Au-delà de leur mission de suivi et de conseil en prévention, les médecins du travail se retrouvent à gérer des crises internes ou des situations d'épuisement professionnel dans les services hospitaliers. Lors du 36e congrès national de médecine et santé au travail (CNMST, à Strasbourg), plusieurs praticiens ont fait état de retours d'expériences en ce sens.
Médecin du travail au CHU de Lille, la Dr Sophie Miczek a voulu savoir comment les médecins et pharmaciens responsables de structure (service, pôle, unité de formation) appréhendaient leur rôle de manager « dans un hôpital en tension ». 222 responsables (sur 421 ciblés) ont répondu à l'enquête en juillet 2019. Les trois quarts d'entre eux souffraient d'une carence de personnels et de rapports mitigés avec l'administration. Surtout, 70 % avaient déjà pensé à renoncer à leurs missions de manager au cours des 12 derniers mois ; et un tiers avait envisagé de quitter la profession. 68 % n'étaient pas satisfaits de leur rythme de travail, 20 % présentaient un épuisement émotionnel et/ou une dépersonnalisation, 35 % un score d'accomplissement faible (critères du burn-out). Cela « questionne » sur les moyens pour exercer cette mission de chefferie, alerte la Dr Miczek, qui préconise au minimum des formations spécifiques sur le leadership.
Les jeunes anesthésistes très exposés
La santé mentale des internes est un autre sujet de préoccupation. Médecin du travail à l'hôpital de Garches (AP-HP), le Dr Clément Duret a choisi de sonder les futurs anesthésistes-réanimateurs, juste avant la crise Covid. « Ce secteur est particulièrement exposé, insiste-t-il. D'une part, la spécialité est confrontée aux risques vitaux au quotidien, d'autre part il y a un accès facilité aux médicaments. » Le médecin du travail a interrogé les futurs anesthésistes-réanimateurs sur leurs conditions de travail et a reçu 519 réponses. 80 % d'entre eux déclarent travailler plus de 48 heures par semaine, 45 % ont plus de quatre gardes par mois. Dans ce contexte, 20 % présentent de l'anxiété, 8 % une dépression et 15 % utilisent des psychotropes. Enfin, 23 % des internes se situent dans la zone à risque du burn-out et 6 % en burn-out avéré, avance le Dr Duret qui a mis en place une consultation en hôpital de jour à Raymond-Poincaré.

> Données disponibles:
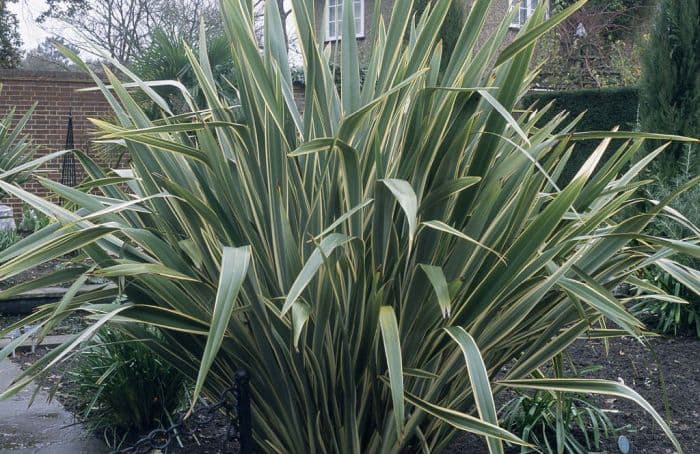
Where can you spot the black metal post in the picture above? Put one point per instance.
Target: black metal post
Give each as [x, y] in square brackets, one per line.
[245, 422]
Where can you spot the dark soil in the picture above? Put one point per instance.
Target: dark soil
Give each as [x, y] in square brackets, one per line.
[73, 324]
[207, 432]
[666, 373]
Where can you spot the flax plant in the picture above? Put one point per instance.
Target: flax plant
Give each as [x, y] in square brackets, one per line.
[383, 263]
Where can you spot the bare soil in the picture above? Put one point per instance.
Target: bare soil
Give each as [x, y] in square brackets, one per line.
[666, 373]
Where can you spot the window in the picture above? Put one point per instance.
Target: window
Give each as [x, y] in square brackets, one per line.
[335, 19]
[525, 10]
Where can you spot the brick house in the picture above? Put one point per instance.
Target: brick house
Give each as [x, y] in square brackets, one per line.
[56, 96]
[329, 17]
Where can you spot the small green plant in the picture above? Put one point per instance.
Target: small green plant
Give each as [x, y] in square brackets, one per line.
[7, 238]
[680, 312]
[121, 388]
[557, 422]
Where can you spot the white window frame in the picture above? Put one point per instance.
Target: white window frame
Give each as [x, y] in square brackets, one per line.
[359, 30]
[529, 6]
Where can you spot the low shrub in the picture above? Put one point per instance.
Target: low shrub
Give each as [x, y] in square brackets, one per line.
[557, 422]
[604, 110]
[121, 388]
[381, 264]
[680, 315]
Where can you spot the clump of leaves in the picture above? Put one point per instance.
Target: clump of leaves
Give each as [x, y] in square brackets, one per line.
[8, 237]
[121, 388]
[557, 422]
[374, 262]
[677, 312]
[32, 219]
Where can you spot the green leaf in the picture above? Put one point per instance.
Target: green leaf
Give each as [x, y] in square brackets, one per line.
[392, 350]
[586, 386]
[234, 267]
[312, 265]
[479, 379]
[442, 227]
[465, 422]
[442, 292]
[406, 196]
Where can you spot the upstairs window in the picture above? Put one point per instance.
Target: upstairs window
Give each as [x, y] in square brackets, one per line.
[525, 9]
[335, 19]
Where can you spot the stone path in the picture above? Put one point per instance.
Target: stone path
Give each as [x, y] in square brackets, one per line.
[43, 428]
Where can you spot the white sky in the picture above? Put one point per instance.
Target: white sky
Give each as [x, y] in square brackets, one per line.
[26, 11]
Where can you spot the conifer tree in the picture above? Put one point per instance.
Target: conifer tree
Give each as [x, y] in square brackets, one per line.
[451, 27]
[670, 87]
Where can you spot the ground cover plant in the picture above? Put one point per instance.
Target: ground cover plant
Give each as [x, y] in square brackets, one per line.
[557, 422]
[121, 389]
[374, 262]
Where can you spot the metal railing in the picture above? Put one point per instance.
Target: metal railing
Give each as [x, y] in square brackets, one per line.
[233, 401]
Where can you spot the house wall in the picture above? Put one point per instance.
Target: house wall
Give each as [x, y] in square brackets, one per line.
[55, 95]
[499, 9]
[363, 44]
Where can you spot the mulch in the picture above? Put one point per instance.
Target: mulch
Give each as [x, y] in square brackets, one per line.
[666, 373]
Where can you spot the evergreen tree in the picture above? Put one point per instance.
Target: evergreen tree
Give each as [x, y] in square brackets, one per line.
[10, 42]
[670, 87]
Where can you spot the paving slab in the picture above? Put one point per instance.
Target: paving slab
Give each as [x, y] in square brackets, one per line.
[44, 427]
[47, 341]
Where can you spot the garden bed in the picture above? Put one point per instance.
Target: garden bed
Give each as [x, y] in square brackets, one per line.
[667, 374]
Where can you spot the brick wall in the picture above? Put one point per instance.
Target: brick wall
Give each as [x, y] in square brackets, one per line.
[55, 95]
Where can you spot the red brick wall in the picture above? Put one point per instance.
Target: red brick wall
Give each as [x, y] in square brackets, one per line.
[55, 95]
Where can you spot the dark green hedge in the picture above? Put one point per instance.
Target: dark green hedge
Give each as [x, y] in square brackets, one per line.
[605, 109]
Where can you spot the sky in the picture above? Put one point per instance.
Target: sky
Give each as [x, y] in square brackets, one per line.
[32, 33]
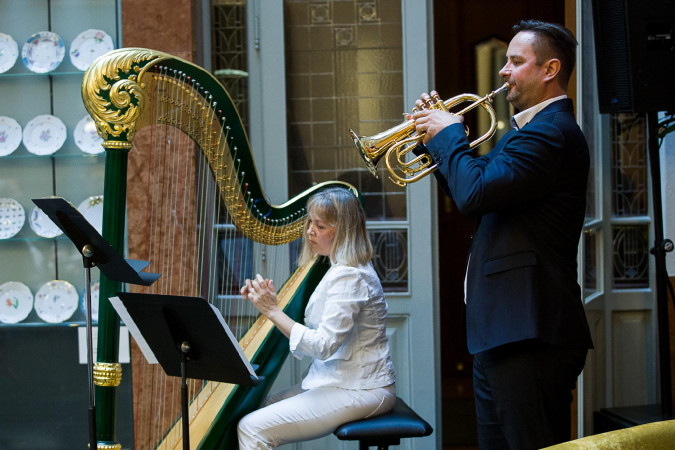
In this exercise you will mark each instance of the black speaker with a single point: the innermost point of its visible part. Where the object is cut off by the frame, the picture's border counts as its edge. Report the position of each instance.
(635, 55)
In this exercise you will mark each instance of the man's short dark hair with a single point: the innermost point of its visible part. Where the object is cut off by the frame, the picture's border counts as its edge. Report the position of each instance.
(553, 41)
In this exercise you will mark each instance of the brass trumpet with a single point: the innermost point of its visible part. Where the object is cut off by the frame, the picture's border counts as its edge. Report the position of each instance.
(403, 138)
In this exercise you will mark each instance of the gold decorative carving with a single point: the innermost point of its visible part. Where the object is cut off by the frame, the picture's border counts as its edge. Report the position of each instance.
(108, 446)
(112, 95)
(107, 374)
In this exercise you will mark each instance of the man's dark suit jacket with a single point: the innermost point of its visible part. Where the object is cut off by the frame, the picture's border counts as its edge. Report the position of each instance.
(529, 194)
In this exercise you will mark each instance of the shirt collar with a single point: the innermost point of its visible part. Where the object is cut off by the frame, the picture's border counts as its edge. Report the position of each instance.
(523, 118)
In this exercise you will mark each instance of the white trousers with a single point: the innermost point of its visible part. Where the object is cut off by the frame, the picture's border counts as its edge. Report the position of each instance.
(294, 415)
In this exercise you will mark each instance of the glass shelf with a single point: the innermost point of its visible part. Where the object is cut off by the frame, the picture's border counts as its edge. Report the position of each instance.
(34, 74)
(55, 155)
(75, 324)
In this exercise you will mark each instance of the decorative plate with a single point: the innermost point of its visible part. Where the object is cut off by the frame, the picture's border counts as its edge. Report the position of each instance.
(89, 45)
(44, 134)
(56, 301)
(43, 52)
(42, 225)
(86, 136)
(12, 217)
(92, 210)
(9, 51)
(16, 302)
(94, 301)
(10, 135)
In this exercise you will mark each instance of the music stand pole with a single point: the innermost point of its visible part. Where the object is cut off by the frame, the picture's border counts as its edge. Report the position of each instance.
(87, 255)
(184, 350)
(96, 252)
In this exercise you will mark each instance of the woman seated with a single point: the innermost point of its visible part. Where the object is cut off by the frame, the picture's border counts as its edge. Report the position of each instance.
(352, 375)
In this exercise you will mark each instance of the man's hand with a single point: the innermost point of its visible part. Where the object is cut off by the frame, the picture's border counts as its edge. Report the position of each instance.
(431, 121)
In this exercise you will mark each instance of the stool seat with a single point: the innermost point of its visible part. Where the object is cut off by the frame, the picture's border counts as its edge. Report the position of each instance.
(386, 429)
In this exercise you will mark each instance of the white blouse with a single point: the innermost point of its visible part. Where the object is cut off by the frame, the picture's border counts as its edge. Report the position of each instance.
(345, 331)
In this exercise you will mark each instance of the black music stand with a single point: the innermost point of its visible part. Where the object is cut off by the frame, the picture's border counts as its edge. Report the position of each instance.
(96, 252)
(188, 337)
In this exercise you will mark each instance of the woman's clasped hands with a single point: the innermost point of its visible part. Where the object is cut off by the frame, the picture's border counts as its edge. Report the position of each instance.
(260, 291)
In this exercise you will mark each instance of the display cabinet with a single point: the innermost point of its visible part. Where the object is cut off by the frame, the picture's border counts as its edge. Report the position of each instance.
(43, 378)
(41, 275)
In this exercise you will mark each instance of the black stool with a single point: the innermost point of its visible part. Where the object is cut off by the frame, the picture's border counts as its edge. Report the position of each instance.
(385, 430)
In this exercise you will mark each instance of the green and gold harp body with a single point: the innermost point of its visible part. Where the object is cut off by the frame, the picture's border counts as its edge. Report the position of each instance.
(182, 191)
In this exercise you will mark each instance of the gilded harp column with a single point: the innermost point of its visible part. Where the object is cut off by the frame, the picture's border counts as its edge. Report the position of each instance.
(114, 98)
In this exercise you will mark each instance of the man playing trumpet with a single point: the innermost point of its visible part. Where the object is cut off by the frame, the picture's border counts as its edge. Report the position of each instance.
(526, 325)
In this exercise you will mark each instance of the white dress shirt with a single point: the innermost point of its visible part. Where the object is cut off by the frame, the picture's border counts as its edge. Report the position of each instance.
(345, 331)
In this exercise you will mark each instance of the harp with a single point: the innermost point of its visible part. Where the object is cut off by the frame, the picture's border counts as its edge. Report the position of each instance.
(197, 212)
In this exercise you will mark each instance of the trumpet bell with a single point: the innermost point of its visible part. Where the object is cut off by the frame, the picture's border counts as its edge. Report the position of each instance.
(395, 143)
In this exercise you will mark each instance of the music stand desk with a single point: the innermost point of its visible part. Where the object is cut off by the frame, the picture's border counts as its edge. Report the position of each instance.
(188, 337)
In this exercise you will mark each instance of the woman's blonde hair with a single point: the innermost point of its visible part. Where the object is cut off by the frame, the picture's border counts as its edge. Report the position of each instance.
(342, 209)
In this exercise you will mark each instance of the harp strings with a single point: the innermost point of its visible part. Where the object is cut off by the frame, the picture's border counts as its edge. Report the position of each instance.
(190, 237)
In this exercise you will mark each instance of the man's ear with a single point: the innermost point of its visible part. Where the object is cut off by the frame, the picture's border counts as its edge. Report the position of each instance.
(552, 67)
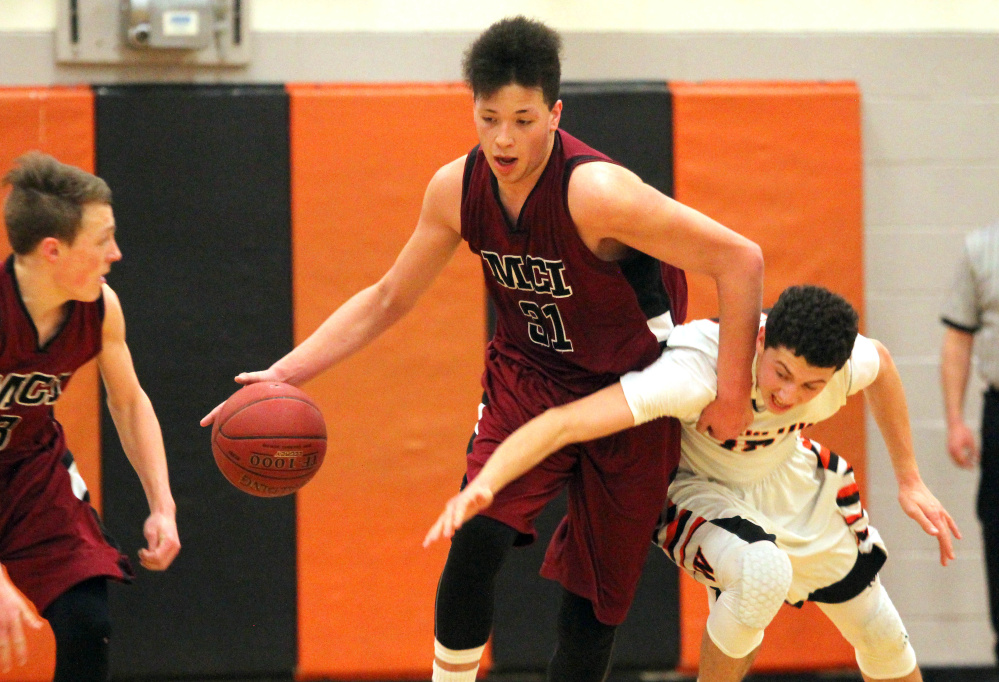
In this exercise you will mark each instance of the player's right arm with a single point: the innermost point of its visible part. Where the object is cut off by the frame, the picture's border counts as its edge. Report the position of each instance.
(595, 416)
(680, 383)
(955, 367)
(368, 313)
(15, 612)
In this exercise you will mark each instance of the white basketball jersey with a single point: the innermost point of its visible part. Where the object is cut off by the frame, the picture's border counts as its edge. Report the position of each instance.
(684, 380)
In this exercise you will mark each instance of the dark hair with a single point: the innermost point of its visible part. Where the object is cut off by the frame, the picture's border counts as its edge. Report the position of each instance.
(813, 323)
(47, 199)
(516, 50)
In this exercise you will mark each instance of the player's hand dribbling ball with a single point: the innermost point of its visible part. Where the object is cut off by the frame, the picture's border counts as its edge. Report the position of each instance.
(269, 439)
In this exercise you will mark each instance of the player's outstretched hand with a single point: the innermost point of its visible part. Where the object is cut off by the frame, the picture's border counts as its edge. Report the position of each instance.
(725, 420)
(463, 506)
(243, 378)
(962, 446)
(161, 535)
(15, 613)
(920, 504)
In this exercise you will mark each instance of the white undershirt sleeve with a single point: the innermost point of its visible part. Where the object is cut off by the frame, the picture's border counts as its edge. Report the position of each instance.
(681, 383)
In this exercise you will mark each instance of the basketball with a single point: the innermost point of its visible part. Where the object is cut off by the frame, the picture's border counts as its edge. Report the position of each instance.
(269, 439)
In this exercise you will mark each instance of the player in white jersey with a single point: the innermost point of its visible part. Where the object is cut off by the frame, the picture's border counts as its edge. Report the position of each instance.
(770, 516)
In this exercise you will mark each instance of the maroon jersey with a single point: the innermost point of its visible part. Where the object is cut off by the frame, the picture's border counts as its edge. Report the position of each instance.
(33, 378)
(580, 321)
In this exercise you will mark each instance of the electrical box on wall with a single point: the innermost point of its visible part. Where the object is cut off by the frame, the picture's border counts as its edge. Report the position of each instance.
(154, 32)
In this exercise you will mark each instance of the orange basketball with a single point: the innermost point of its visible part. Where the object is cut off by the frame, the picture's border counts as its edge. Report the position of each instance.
(269, 439)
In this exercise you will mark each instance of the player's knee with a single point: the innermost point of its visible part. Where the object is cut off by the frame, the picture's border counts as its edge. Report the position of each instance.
(80, 616)
(480, 546)
(755, 579)
(584, 643)
(882, 643)
(464, 610)
(762, 575)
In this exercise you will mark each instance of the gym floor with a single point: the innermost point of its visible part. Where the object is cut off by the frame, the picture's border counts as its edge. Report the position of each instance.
(929, 675)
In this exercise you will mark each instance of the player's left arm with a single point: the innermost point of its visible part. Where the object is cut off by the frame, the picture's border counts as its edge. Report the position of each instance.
(886, 398)
(595, 416)
(141, 438)
(612, 207)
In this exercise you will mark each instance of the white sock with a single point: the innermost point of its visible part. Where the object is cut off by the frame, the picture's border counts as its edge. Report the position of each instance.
(466, 661)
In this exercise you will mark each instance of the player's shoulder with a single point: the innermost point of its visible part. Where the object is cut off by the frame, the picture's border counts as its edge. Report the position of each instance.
(600, 179)
(444, 188)
(451, 172)
(697, 334)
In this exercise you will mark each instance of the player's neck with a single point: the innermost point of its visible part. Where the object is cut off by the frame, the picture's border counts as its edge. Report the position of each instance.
(513, 195)
(45, 304)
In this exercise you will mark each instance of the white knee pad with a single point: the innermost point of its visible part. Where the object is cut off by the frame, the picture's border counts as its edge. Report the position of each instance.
(755, 579)
(872, 625)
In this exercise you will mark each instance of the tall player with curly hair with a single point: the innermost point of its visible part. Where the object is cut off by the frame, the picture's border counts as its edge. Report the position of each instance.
(56, 313)
(574, 250)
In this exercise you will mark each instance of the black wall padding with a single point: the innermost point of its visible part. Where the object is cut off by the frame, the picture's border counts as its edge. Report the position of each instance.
(633, 124)
(201, 184)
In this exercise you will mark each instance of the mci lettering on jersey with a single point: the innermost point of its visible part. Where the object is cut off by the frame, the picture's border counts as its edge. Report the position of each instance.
(30, 390)
(528, 273)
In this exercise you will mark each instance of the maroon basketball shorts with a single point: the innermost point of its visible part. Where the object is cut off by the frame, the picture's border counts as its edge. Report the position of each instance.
(616, 490)
(50, 540)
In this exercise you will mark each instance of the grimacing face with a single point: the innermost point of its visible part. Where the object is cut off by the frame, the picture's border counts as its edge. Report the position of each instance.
(84, 263)
(786, 380)
(515, 129)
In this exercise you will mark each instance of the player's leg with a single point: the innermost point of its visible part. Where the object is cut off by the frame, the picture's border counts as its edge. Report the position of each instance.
(82, 628)
(748, 578)
(715, 665)
(585, 644)
(988, 504)
(872, 625)
(598, 551)
(464, 610)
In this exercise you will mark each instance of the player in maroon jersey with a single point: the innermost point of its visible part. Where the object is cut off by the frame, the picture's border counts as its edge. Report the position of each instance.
(56, 313)
(572, 247)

> Consignes:
a) D'après le texte sur l'épuisement professionnel à l'hôpital, que préconise au minimum la Dr Sophie Miczek ?
b) Poursuivez le texte sur l'épuisement professionnel à l'hôpital à partir de sa dernière phrase.
La consultation de la liste est inutile ici.

> Corrigé:
a) Elle préconise au minimum des formations spécifiques sur le leadership.

b)
Charge psychique
Parfois aussi, les médecins du travail interviennent dans la gestion de conflits ou de crises internes. À la suite de signaux d'alerte de pédiatres (démissions, courriers), la direction des Hospices civils de Lyon (HCL) a chargé le service de santé au travail d'évaluer les risques psychosociaux et de conduire des actions préventives. L'équipe de la Dr Marie-Agnès Denis a entendu 34 médecins et trois directeurs, volontaires. Il en est ressorti un contexte « particulièrement défavorable » pour le retour au travail après une maladie. La charge de travail, le manque de reconnaissance et un problème de communication ont été pointés. « Nous avons ensuite développé un plan de prévention autour de grands axes comme la carrière, l'absentéisme ou la qualité de vie au travail, indique la Dr Denis. La plupart ont été repris, des équipes ont été renforcées et un gros travail a été fait au niveau des gardes. Il y a moins de démissions brutales et une évaluation est en cours de la charge de travail des pédiatres. »
À Strasbourg enfin, la Dr Laurence Kling-Pillitteri et la psychologue du service de santé au travail ont été mobilisées lors de la crise qui a secoué le Samu en 2018, à la suite de la mort d'une jeune femme de 22 ans, Naomi Musenga, qui avait appelé le 15 et n'avait pas été prise au sérieux. Elles ont réalisé plus de 54 consultations en individuel avec les personnels touchés par cet « événement indésirable grave », les amenant à alerter la direction sur l'ambiance de travail « en très forte dégradation ». Et la médecin du travail de préciser que « nous avons été associés au comité de pilotage de la direction pour accompagner la réorganisation du service ».